AIM OF THE TASK: Return all of the material below word for word, omitting the pictures.

DATA PROVIDED:
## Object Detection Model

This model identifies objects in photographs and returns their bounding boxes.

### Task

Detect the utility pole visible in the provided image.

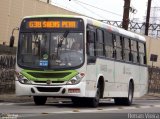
[122,0,131,30]
[145,0,152,36]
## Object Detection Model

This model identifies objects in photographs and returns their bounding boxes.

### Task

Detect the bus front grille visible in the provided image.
[34,81,65,84]
[28,72,71,78]
[37,87,61,92]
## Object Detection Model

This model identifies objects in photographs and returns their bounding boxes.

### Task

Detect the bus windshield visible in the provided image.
[17,31,84,69]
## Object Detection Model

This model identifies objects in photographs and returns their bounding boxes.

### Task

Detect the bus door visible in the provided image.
[86,29,97,96]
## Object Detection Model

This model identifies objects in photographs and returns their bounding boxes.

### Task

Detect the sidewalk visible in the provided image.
[0,94,33,103]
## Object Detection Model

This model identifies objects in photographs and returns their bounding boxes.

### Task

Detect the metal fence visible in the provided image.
[0,55,160,94]
[0,55,16,94]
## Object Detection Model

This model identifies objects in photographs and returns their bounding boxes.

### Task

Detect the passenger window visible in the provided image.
[138,43,146,64]
[124,38,131,61]
[131,40,138,63]
[87,31,95,56]
[116,35,123,60]
[104,31,114,58]
[96,29,104,56]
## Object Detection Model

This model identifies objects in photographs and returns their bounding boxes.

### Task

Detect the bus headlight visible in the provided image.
[67,73,85,85]
[16,73,31,84]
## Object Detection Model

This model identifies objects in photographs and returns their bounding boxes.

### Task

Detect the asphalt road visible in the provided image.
[0,99,160,119]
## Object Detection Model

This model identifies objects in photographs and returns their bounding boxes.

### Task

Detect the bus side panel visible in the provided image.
[96,58,116,97]
[139,66,148,96]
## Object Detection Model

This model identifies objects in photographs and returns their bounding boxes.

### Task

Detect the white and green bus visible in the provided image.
[15,15,148,107]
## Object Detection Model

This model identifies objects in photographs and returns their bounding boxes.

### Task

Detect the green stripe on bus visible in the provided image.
[21,70,78,81]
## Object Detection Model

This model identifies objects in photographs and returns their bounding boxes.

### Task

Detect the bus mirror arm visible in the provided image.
[87,56,96,64]
[9,27,19,47]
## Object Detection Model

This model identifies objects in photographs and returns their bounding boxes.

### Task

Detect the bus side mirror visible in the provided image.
[87,56,96,64]
[9,35,15,47]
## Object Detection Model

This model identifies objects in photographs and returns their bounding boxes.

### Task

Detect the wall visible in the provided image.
[0,0,80,46]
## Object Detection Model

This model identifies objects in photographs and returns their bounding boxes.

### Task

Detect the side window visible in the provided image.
[87,31,95,56]
[96,29,104,56]
[116,35,123,60]
[124,38,131,61]
[131,40,138,63]
[138,42,146,64]
[104,31,114,58]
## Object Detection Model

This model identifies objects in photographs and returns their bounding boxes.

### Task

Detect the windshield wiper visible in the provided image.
[57,30,69,58]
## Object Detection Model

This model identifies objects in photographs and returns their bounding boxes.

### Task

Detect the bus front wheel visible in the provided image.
[114,82,134,106]
[33,96,47,105]
[89,86,100,107]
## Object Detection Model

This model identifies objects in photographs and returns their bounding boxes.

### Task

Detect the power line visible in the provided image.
[75,1,106,19]
[70,0,122,17]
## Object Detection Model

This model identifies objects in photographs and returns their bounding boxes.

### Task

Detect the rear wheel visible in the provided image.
[89,86,100,107]
[114,82,134,106]
[33,96,47,105]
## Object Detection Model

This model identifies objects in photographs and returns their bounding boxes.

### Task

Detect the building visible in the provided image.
[0,0,160,67]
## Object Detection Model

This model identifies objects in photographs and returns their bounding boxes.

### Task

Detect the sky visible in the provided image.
[51,0,160,22]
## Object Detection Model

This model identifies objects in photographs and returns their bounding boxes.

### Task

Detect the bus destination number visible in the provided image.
[28,21,77,28]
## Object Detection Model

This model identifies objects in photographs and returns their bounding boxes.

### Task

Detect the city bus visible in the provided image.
[15,15,148,107]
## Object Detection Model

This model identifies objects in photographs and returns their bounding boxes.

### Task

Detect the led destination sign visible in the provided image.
[27,21,78,29]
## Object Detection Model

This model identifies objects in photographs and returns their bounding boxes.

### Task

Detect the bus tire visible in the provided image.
[125,82,134,106]
[33,96,47,105]
[89,86,101,107]
[114,82,134,106]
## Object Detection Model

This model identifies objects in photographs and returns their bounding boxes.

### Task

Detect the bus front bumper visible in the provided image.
[15,80,85,97]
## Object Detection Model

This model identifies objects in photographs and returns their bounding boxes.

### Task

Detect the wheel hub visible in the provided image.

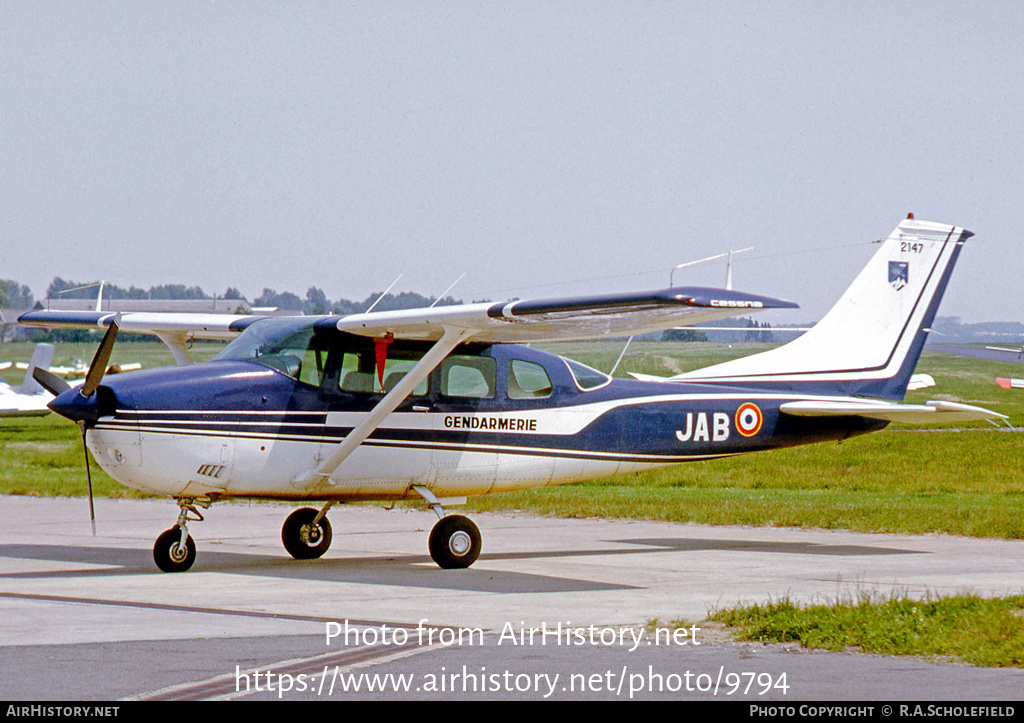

CORRECT RESULT:
## Object Detection Model

This model identifies objects in photographs and returns their bounding boxes.

### Task

Detect the utility pole visible in the provided image.

[122,0,131,30]
[145,0,152,36]
## Object Detection Model

This model identifies objects in photographs and returns their bounding boxes.

### Task

Detect the bus front grille visible in the provided image.
[34,81,65,84]
[28,72,71,78]
[37,87,61,92]
## Object Detection Model

This model identifies objects in photographs and returns their bounding boxes.

### Task

Detect the bus windshield visible in the provided image.
[17,31,84,69]
## Object Detection Model

This model identifies objects in photographs and returns their bounding boxes.

### Task

Detect the bus door visible in the provided image.
[86,29,97,96]
## Object Detection Model

This model identifies objects in photographs and returns their bounding boxes.

### Task

Detect the sidewalk visible in the provided image.
[0,94,33,103]
## Object Detection Model

This model identifies objects in photographs and returns their bounding boxes.

### Task

Detect the metal fence visible in the provided image.
[0,55,160,94]
[0,55,16,94]
## Object Detection Model

This model identifies objects in photographs and returns their bounding boxes.

### Task

Detect the passenger window visible in the provided image.
[138,43,146,64]
[124,38,131,61]
[131,40,138,63]
[87,31,95,56]
[116,35,123,60]
[104,31,114,58]
[96,29,104,56]
## Object Detection Model

This model identifies objects in photographs and returns their bounding boxes.

### Task

Detect the bus headlight visible in the provided image.
[67,73,85,85]
[16,73,31,84]
## Object Detection Model

This model identifies objects in photographs and returns their bounding boxes.

### Task

Detect the asphalt road visible in the provided image.
[0,99,160,119]
## Object Detection Model

This model identifies objects in photographs and returns their bounding boxes.

### Task

Detect the bus side panel visible in the provided image.
[96,58,116,97]
[139,66,148,96]
## Object Detection Model

This model identifies objects in photographs and returns their bounding boxes.

### Task

Detect the white and green bus visible in the provided image.
[15,15,148,107]
## Object Detection Model

This model identifies objects in photographs and returns their bounding boxes.

### Task

Detect the green stripe on bus visible in the provided image.
[21,70,78,81]
## Object Detection Model

This model identifies objects in photographs and returns their bounding boxes.

### Task

Detect the bus mirror arm visible in the provided image.
[87,56,96,64]
[9,27,19,47]
## Object Detection Model

This model identifies objects in photographs and returns their bounding boxes.

### Task

Detect the bus side mirror visible in the provided image.
[87,56,96,64]
[9,35,15,47]
## Object Detection Model

This model identifies objects in photographs and returns their bounding boxes.

### Task

Detect the wall visible in the provided image.
[0,0,80,46]
## Object Detection Model

This model identifies objects in photographs and returns their bounding boxes.

### Task

Detect the side window visible in the provided image.
[87,31,95,56]
[96,29,104,56]
[116,35,123,60]
[124,38,131,61]
[131,40,138,63]
[138,42,146,64]
[104,31,114,58]
## Object Detection Model

This model identifies objects in photographs and returns their bounding boxes.

### Task

Detect the windshield wiper visible in the provided image.
[57,30,69,58]
## Object Detection Model

This model identifies objects in photographs and returns their bounding boxes.

### Task

Detect the bus front wheel visible in the provided image.
[114,82,134,106]
[33,96,47,105]
[89,86,100,107]
## Object Detection Model

This model identifies objects in photographs and returns their bounding boxes.

### Task

Detect the power line visible in the provided image.
[75,1,106,19]
[70,0,122,17]
## Object Detection Model

This model identifies objects in photographs and returns their bounding boxes.

### Task

Detect the rear wheel visible in the provided image.
[89,86,100,107]
[114,82,134,106]
[33,96,47,105]
## Object Detection Model

This model identifies objects in photographs and returns their bounding boxes.

### Task

Detect the building visible in the provided image.
[0,0,160,67]
## Object Detection Model

This model identifies objects in photographs and returns their bounding boxes.

### Task

Detect the sky visible in the provided image.
[51,0,160,22]
## Object Detection Model

This model identifies objects in photographs and returns their bounding boxes.

### Task

Detect the bus destination number visible in the provided image.
[28,21,77,28]
## Object Detection Model

This model identifies objects in photographs and returns their bounding boxes.

### Task

Detect the city bus visible in the provided image.
[15,15,148,107]
## Object Detection Model

This model identifies objects in photographs and returns their bounding boxes.

### Task

Detect the led destination sign visible in the provided image.
[27,21,78,29]
## Object Detection Model

This model identifies objects in photographs and returns their bounding boxes.

### Task

Detect the bus tire visible in the provided image.
[125,82,134,106]
[33,96,47,105]
[89,86,101,107]
[114,82,134,106]
## Object Detection Model

This model identifies objects in photographs and returns their bounding boxes.

### Task

Detect the bus front bumper visible in the provided image.
[15,80,85,97]
## Object Detection Model

This model identifies objects in photographs and returns their bounding boxes.

### Task

Detect the wheel hub visible in the provided image.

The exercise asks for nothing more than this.